### Objetivo
Reproduce sin ningún cambio todas las entradas que siguen, línea por línea.

── Filas del conjunto

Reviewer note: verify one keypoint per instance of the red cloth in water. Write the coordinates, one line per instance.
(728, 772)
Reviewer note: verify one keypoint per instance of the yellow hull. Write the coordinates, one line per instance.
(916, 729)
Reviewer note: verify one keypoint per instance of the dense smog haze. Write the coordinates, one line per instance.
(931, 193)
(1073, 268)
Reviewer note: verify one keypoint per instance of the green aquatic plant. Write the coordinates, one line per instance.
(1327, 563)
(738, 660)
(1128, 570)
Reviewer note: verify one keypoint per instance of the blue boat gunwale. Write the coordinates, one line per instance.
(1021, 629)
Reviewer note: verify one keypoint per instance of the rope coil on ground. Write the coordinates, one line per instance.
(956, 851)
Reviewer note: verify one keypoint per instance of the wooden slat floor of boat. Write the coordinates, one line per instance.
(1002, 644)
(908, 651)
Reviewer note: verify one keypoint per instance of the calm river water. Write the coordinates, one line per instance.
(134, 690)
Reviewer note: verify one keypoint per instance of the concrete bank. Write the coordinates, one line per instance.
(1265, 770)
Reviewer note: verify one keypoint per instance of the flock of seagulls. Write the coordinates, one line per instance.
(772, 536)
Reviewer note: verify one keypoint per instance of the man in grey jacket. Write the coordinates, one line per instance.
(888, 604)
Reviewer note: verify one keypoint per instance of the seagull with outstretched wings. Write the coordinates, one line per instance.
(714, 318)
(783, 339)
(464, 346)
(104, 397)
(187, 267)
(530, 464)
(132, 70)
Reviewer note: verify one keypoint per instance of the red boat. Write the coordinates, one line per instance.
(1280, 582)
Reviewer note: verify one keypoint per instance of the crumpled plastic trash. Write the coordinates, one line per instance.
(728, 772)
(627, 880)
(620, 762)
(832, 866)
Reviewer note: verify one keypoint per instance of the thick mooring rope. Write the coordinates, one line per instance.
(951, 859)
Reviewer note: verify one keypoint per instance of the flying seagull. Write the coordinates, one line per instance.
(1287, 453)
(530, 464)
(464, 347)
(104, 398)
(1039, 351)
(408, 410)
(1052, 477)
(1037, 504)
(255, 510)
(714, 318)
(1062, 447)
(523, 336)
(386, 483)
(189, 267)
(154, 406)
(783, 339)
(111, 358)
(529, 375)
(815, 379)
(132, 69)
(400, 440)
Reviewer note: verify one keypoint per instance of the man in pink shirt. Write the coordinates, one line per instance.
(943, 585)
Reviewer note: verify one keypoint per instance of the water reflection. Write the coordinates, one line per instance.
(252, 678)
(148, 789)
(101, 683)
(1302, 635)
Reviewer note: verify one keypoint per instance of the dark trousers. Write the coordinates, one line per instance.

────

### Resultado final
Reviewer note: verify one keypoint per instance of the red cloth in water. Write the coordinates, one line per instance.
(728, 772)
Reviewer note: verify one keypoint per instance of the yellow hull. Write the coordinates, one line per instance.
(916, 729)
Reviewer note: verify one keypoint per instance of the dense smog haze. Write the coordinates, one line per instance.
(931, 193)
(1073, 268)
Reviewer note: verify one keypoint per instance of the green aquatic plant. Write the coordinates, one line per instance.
(1327, 563)
(738, 660)
(1128, 570)
Reviewer note: verify one keypoint per instance of the blue boat gunwale. Write the coordinates, one line per instance.
(1021, 629)
Reviewer note: verify one keypoint per instance of the rope coil on ground. Write the coordinates, one line per instance.
(956, 851)
Reviewer note: verify one keypoint per instance of the wooden slat floor of boat. Write the coordinates, one line per instance.
(1002, 644)
(908, 651)
Reviewer note: verify one keypoint per instance of the calm river water. Write the coordinates, one line per instance.
(134, 690)
Reviewer note: verify one keypoint per instance of the concrete bank. Write the coordinates, one line per instance.
(1265, 770)
Reviewer note: verify one keypoint per instance of the flock of seagulls. Write the coordinates, one line per instance.
(772, 536)
Reviewer note: verify one keypoint per instance of the man in grey jacket. Write the coordinates, one line per instance.
(888, 604)
Reviewer note: verify one keypoint per instance of the seagull with outstretched wings. Write the coordinates, one line per instance.
(714, 318)
(783, 339)
(464, 346)
(104, 397)
(187, 267)
(530, 464)
(132, 70)
Reviewer note: verify one keypoint per instance of the red boat. Write the coordinates, one line per instance.
(1280, 582)
Reviewer note: verify one keypoint per instance of the crumpled plastic trash. Write the coordinates, one line per instance.
(728, 772)
(627, 880)
(620, 762)
(832, 866)
Reviewer note: verify one keypoint per instance of the thick mooring rope. Write the coordinates, one line per instance.
(951, 859)
Reviewer note: verify one keypoint per instance of the flying seagull. Write the coordinates, one line per instance.
(1287, 453)
(530, 464)
(464, 347)
(104, 398)
(1039, 351)
(408, 410)
(1052, 477)
(1037, 504)
(255, 510)
(714, 318)
(1062, 447)
(523, 336)
(386, 483)
(189, 267)
(154, 406)
(783, 339)
(111, 358)
(529, 375)
(815, 379)
(132, 69)
(400, 440)
Reviewer note: verify one keypoint per instance of the man in pink shirt. Write the coordinates, one line per instance.
(943, 585)
Reviewer note: verify one keypoint per instance of the water reflection. Write the coordinates, one line per instance.
(252, 678)
(148, 789)
(101, 683)
(1302, 635)
Reviewer note: verify one keypoint per instance of the dark trousers. Write the coordinates, one line per instance.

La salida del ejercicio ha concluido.